**Task item**
Below is a set of records; print all of them exactly as written.

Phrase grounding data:
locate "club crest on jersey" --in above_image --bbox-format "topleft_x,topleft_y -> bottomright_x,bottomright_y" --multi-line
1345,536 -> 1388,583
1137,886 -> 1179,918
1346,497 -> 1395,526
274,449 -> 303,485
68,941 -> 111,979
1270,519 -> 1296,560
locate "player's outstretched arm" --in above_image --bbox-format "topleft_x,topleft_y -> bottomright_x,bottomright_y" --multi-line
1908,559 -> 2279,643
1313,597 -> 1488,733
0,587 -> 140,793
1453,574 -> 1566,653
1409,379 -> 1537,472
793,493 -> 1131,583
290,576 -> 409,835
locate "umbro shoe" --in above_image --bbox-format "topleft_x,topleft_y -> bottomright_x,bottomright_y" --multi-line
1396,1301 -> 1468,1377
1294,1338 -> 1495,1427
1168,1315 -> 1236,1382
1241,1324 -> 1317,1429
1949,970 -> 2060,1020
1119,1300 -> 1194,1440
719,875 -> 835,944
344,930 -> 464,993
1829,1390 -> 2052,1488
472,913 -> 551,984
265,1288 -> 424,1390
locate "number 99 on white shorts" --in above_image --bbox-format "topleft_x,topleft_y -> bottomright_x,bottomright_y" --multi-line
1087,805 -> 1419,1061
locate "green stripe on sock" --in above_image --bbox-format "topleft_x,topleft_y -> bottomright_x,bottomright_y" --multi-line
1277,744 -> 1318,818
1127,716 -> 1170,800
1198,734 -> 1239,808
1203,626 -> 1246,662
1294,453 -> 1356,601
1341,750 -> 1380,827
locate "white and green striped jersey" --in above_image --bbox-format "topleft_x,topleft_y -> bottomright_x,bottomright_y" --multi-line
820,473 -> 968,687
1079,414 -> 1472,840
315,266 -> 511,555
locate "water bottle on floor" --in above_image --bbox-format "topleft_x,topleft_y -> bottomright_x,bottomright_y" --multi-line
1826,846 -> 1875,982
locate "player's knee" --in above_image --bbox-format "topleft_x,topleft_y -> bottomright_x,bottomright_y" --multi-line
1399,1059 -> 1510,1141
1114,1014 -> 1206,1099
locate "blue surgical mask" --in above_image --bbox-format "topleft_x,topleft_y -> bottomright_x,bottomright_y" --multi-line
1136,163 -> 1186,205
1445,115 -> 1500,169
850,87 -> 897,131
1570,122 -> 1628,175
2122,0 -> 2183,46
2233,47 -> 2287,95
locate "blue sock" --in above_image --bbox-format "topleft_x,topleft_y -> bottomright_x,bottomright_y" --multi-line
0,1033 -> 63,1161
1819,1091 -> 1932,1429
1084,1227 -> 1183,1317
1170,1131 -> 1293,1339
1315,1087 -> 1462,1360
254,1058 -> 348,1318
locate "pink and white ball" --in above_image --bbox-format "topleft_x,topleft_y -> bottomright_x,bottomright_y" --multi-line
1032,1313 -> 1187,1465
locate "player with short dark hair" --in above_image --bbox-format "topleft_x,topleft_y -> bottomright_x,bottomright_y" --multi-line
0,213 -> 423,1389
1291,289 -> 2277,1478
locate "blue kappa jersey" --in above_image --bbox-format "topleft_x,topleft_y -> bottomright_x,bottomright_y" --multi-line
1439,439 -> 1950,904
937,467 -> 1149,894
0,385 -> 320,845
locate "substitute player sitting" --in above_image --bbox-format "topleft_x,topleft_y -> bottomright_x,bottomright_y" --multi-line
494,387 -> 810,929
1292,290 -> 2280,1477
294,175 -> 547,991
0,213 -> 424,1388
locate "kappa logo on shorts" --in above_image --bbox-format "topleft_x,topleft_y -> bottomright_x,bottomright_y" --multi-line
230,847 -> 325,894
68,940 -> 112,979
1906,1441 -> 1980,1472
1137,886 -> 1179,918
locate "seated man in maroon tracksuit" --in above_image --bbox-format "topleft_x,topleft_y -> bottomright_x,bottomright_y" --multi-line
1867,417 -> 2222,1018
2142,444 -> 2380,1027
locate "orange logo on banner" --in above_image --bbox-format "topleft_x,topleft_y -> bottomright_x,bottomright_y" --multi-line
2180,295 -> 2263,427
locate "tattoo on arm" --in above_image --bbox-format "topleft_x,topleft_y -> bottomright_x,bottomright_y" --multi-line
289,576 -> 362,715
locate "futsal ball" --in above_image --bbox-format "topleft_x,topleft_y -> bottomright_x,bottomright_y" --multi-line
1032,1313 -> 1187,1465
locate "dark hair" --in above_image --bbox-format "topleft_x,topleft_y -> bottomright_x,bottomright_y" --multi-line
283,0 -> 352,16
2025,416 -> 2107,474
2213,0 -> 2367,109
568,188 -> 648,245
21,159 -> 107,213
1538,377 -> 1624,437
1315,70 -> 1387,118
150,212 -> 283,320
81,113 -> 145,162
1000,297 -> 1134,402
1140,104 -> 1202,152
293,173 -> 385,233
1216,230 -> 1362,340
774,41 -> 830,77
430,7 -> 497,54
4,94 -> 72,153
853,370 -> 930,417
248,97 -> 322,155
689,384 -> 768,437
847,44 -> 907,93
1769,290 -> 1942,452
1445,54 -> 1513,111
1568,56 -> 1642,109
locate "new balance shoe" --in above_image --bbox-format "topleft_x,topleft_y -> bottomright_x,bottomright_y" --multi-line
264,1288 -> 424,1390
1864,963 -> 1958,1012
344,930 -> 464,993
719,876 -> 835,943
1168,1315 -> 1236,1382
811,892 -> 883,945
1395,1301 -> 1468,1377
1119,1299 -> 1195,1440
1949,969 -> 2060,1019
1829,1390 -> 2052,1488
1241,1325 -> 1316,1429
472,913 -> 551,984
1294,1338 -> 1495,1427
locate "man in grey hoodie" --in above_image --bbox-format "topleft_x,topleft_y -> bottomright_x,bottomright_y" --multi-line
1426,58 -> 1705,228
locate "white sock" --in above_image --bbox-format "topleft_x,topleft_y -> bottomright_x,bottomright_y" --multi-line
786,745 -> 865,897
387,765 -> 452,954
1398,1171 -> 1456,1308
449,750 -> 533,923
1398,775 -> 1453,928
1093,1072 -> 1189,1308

**Reply**
locate "club crest on jersey" --in above_image --bbox-format "topleft_x,topleft_y -> bottomright_x,bottomright_y" --multi-line
1345,536 -> 1388,583
1137,886 -> 1179,918
1346,497 -> 1395,526
274,449 -> 303,485
68,941 -> 111,979
1270,519 -> 1296,560
locate "player's outstretched arm" --in above_image --bbox-format "topleft_x,topleft_y -> bottomright_x,bottomright_y" --multi-line
1908,559 -> 2279,643
1313,597 -> 1488,733
0,587 -> 140,793
1453,574 -> 1566,653
1409,379 -> 1537,472
793,493 -> 1131,583
290,576 -> 409,835
locate "umbro shoe" --in above_image --bbox-format "topleft_x,topleft_y -> bottomright_x,bottomright_y" --multi-line
1396,1301 -> 1468,1377
1294,1338 -> 1495,1427
1168,1315 -> 1236,1382
1241,1324 -> 1317,1429
1949,970 -> 2060,1020
1119,1300 -> 1194,1440
719,875 -> 835,944
344,930 -> 464,993
1829,1390 -> 2052,1488
472,913 -> 551,984
265,1288 -> 424,1390
locate "number 99 on white shorts" --in above_image --bbox-format "topleft_x,topleft_y -> bottomright_x,bottomright_y" --multi-line
1087,805 -> 1419,1061
locate "green stripe on sock" --in above_image --bbox-format "topleft_x,topleft_y -> bottomright_x,bottomright_y" --multi-line
1277,744 -> 1318,818
1127,716 -> 1170,800
1198,734 -> 1239,808
1203,626 -> 1246,662
1294,453 -> 1356,601
1341,750 -> 1380,827
locate "white and green striped jersey" --in above_image --bbox-format "topleft_x,topleft_y -> bottomright_x,bottomright_y" --multi-line
820,473 -> 968,687
1079,414 -> 1472,840
315,266 -> 511,555
locate "water bottle on floor" --in above_image --bbox-format "topleft_x,topleft_y -> bottomright_x,bottomright_y" --multi-line
1826,846 -> 1875,982
locate "player's knee" --in above_image --bbox-format "topleft_x,topleft_y -> bottomright_x,bottomright_y" --multi-line
1399,1059 -> 1510,1141
1114,1014 -> 1206,1099
locate "blue surgical mask" --in above_image --bbox-format "topleft_x,topleft_y -> bottomright_x,bottomright_y" --multi-line
1136,163 -> 1186,205
1445,115 -> 1500,169
850,87 -> 897,131
1570,122 -> 1628,175
2122,0 -> 2183,46
2233,47 -> 2287,95
locate "blue sock" --in above_image --bbox-format "topleft_x,topleft_y -> bottomright_x,bottomright_y" --multi-line
0,1033 -> 63,1161
1819,1091 -> 1932,1429
1084,1227 -> 1183,1317
1170,1131 -> 1293,1339
1315,1087 -> 1462,1360
254,1058 -> 348,1318
locate "pink and white ball" --in above_image --bbox-format "topleft_x,topleft_y -> bottomright_x,bottomright_y" --multi-line
1032,1313 -> 1187,1465
locate "player with short dark hair" --in above_image --bbox-format "topleft_x,topleft_y -> bottomright_x,bottomright_y" --multi-line
0,213 -> 423,1389
1291,289 -> 2277,1478
locate "blue kappa jersey" --in above_image --bbox-format "topleft_x,topleft_y -> bottomright_x,bottomright_y" --multi-line
1439,439 -> 1950,904
937,467 -> 1149,894
0,385 -> 320,845
locate "substitute player sitting" --in above_image --bbox-format "topleft_x,topleft_y -> bottomright_x,bottomright_y" --multi-line
494,387 -> 810,929
1292,290 -> 2280,1477
294,175 -> 547,991
0,213 -> 424,1388
locate "kappa logo on shorts" --in above_image --bbox-format "topleft_x,topleft_y -> bottomright_x,bottomright_y" --multi-line
230,847 -> 325,894
68,940 -> 112,979
1906,1441 -> 1980,1472
1137,886 -> 1179,918
locate "seated man in maroon tracksuit" --in above_image --bbox-format "topleft_x,topleft_y -> bottomright_x,bottomright_y" --multi-line
1867,417 -> 2222,1018
2142,444 -> 2380,1027
locate "orange logo on banner" --in above_image --bbox-format "topleft_x,topleft_y -> bottomright_x,bottomright_y" --multi-line
2180,295 -> 2263,427
locate "tattoo on arm" --in above_image --bbox-format "topleft_x,topleft_y -> bottomright_x,bottomright_y" --multi-line
289,576 -> 362,715
locate "futsal ball" --in above_image --bbox-format "topleft_x,topleft_y -> bottomright_x,bottomright_y" --multi-line
1032,1313 -> 1187,1465
locate "dark hair" --in above_image --bbox-format "topleft_x,topleft_y -> bottomright_x,bottomright_y" --multi-line
283,0 -> 352,16
2025,416 -> 2107,474
2213,0 -> 2367,109
568,188 -> 648,245
21,159 -> 107,213
1538,377 -> 1624,437
1315,70 -> 1387,118
150,212 -> 283,320
81,113 -> 145,162
1000,297 -> 1134,402
1140,104 -> 1202,152
293,173 -> 385,233
1216,230 -> 1362,340
774,41 -> 830,77
430,7 -> 497,54
4,94 -> 72,153
853,370 -> 930,417
248,97 -> 322,155
689,384 -> 768,437
847,44 -> 907,93
1769,290 -> 1942,452
1445,54 -> 1513,111
1568,56 -> 1642,109
locate "new balance shoe" --in above_image --bbox-format "topleft_x,topleft_y -> bottomright_x,bottomright_y" --multi-line
264,1288 -> 424,1390
1864,963 -> 1958,1012
344,930 -> 464,993
719,876 -> 835,943
1168,1315 -> 1236,1382
811,892 -> 883,945
1395,1301 -> 1468,1377
1119,1299 -> 1195,1440
1949,969 -> 2060,1019
1829,1390 -> 2052,1488
1241,1325 -> 1316,1429
472,913 -> 551,984
1294,1338 -> 1495,1427
locate "man in grey hoodie" --in above_image --bbox-format "topleft_x,topleft_y -> bottomright_x,bottomright_y" --multi-line
1426,58 -> 1705,228
locate "white sock" --in above_image --bbox-format "topleft_x,topleft_y -> bottomright_x,bottomright_y" --multi-line
786,745 -> 865,897
387,765 -> 452,954
1398,1171 -> 1456,1308
449,750 -> 533,923
1398,775 -> 1453,928
1093,1072 -> 1189,1308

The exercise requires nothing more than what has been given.